§ WORK TO BE COMPLETED
Can you reproduce the Triumph Scrambler text in full, word for word?

§ EXCERPTED PASSAGE
*** Block opens ***

The Triumph Scrambler is a British motorcycle made by Triumph Motorcycles. Launched in 2006, it was the last Triumph styled by designer John Mockett, who had begun working with the small factory team at Triumph in 1989, rationalising existing models based on a very successful modular design plan, including the concept and styling of the unfaired Trident triples for their 1990 IFMA launch. Mockett subsequently served as principal stylist for most of the bikes introduced up to 2006.

==Development==
The Scrambler was designed as a Bonneville with off-road styling and limited off-road capability.

The TR6C Trophy Special was the major influence on the new Scrambler, and the new bike shared the same key features – most obviously including the high level stacked twin exhausts and crossover exhaust headers, though Triumph had to swap sides (from left to right) with the stacked pipes because the battery box got in the way for running them on the left hand side.

*** Block closes ***

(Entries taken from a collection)
*** Block opens ***

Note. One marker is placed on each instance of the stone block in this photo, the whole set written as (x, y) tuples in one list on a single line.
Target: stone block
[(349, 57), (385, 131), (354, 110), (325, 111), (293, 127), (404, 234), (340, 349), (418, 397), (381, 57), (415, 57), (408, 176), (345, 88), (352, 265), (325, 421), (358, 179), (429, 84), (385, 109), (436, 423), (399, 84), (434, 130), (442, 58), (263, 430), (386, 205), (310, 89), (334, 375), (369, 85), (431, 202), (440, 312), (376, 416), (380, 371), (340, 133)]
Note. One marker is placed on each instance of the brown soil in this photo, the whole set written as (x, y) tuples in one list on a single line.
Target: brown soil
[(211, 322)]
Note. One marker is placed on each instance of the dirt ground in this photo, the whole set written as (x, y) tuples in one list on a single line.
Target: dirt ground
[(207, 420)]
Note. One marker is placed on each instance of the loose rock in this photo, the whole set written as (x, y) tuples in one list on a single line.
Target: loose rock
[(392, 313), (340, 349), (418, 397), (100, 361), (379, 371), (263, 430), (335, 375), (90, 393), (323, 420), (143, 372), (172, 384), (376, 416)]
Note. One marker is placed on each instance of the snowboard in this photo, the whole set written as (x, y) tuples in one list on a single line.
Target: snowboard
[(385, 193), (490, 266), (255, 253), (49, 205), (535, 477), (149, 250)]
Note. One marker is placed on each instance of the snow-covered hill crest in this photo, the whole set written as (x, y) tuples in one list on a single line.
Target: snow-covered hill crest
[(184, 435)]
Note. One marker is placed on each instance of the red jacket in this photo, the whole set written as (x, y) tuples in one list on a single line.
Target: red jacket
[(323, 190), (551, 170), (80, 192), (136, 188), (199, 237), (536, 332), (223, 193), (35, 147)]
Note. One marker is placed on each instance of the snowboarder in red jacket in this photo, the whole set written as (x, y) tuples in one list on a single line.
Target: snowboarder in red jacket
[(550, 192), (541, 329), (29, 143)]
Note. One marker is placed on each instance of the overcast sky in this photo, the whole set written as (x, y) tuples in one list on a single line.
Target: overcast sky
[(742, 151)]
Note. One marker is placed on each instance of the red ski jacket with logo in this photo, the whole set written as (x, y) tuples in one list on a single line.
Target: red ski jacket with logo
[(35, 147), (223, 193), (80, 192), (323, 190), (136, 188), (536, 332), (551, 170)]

*** Block closes ***

§ OUTPUT OF THE EXERCISE
The Triumph Scrambler is a British motorcycle made by Triumph Motorcycles. Launched in 2006, it was the last Triumph styled by designer John Mockett, who had begun working with the small factory team at Triumph in 1989, rationalising existing models based on a very successful modular design plan, including the concept and styling of the unfaired Trident triples for their 1990 IFMA launch. Mockett subsequently served as principal stylist for most of the bikes introduced up to 2006.

==Development==
The Scrambler was designed as a Bonneville with off-road styling and limited off-road capability.

The TR6C Trophy Special was the major influence on the new Scrambler, and the new bike shared the same key features – most obviously including the high level stacked twin exhausts and crossover exhaust headers, though Triumph had to swap sides (from left to right) with the stacked pipes because the battery box got in the way for running them on the left hand side.